◆ Exercise objective:
Output everything in the fishing report from "I know all the" down to "in different locations.", word for word.

◆ Extract:
(begin)

Great Smoky Mountains Fishing Report 09/22/15
Today, is the last day of summer. With all the youngsters back in school and all the
football games that have been taking place, it's difficult for an old timer like me to
realize it is still summer. I started to school and played football in the fall. Yesterday, I
did notice some of the trees are getting a little color to them. I also noticed it was a lot
cooler and great to be outside for a while. I talked to several customers from the front
porch and out in the front yard as far as a portable phone would pick up signals. I
didn't want to go back upstairs to my office. It was just too nice outside. I had to be
very careful not to fall and break my neck walking around in the front yard. It is on a
steep decline in places, and it is covered solid with acorns. It's like walking on
marbles.

I know all the above sounds silly to some of you, but we have been so busy with
orders for the past several months, spending a few minutes in the yard, even with
customers on the line, seems like a vacation. Recently, I have made a few very short
trips down to the Little Pigeon River in town to make a few cast.. When I do get back,
there's a list of calls to make and email to answer, and it puts me behind schedule.
I'm doing all I can to come up with some additional help before next spring. We need
help in all areas of our Perfect Fly business, such as web work, marketing and sells,
and fulfillment. We even got behind on our premium rod building. I have a blank guy,
rod wrapping lady, and an assembly and guide finishing guy, all in different locations.
I've added more fly tiers but it takes my main man a long time to get the necessary
training done, and all the bugs worked out. There are at least two to three thousand
reject flies in a huge box in one of our warehouses.

(end)

◆ Entries supplied:
(begin)

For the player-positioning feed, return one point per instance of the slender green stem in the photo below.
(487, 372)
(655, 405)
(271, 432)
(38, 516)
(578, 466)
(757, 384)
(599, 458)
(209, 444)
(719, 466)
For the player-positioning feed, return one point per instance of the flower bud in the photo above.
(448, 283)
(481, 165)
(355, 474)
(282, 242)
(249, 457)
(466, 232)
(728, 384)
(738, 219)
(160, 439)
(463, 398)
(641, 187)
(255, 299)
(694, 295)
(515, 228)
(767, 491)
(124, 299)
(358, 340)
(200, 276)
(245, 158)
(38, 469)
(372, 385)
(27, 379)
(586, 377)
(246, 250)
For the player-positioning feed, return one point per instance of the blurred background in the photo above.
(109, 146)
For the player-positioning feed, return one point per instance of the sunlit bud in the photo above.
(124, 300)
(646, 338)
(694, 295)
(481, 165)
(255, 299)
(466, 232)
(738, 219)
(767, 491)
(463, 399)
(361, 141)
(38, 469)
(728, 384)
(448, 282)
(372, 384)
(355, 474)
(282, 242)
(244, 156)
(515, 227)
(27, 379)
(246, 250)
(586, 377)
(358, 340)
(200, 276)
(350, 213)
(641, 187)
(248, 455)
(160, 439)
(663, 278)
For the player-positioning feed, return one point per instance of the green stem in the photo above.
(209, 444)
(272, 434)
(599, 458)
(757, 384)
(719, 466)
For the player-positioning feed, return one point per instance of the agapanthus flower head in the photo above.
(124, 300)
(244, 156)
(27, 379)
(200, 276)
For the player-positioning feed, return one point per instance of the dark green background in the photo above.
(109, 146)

(end)

◆ Result of this exercise:
I know all the above sounds silly to some of you, but we have been so busy with
orders for the past several months, spending a few minutes in the yard, even with
customers on the line, seems like a vacation. Recently, I have made a few very short
trips down to the Little Pigeon River in town to make a few cast.. When I do get back,
there's a list of calls to make and email to answer, and it puts me behind schedule.
I'm doing all I can to come up with some additional help before next spring. We need
help in all areas of our Perfect Fly business, such as web work, marketing and sells,
and fulfillment. We even got behind on our premium rod building. I have a blank guy,
rod wrapping lady, and an assembly and guide finishing guy, all in different locations.